** Exercise instructions **
Your answer must be a single number: how many lines of the data include "point".

** Data extract **
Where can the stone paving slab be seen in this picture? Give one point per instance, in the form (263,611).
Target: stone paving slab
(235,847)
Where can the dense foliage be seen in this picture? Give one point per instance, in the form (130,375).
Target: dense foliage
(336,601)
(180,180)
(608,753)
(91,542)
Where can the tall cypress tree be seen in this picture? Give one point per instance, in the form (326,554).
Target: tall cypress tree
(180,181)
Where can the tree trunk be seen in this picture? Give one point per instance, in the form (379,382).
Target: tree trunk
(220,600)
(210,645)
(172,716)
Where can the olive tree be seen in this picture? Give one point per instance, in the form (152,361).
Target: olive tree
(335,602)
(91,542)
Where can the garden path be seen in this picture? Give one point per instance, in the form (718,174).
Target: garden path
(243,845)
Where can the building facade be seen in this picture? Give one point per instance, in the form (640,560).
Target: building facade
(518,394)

* * *

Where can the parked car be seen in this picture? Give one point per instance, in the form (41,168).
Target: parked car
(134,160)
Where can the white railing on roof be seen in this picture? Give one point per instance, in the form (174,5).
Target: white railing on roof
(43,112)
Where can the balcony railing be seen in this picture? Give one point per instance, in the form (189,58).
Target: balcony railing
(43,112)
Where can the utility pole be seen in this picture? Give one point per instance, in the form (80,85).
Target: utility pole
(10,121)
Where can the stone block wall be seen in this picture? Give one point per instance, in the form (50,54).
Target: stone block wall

** Solution **
12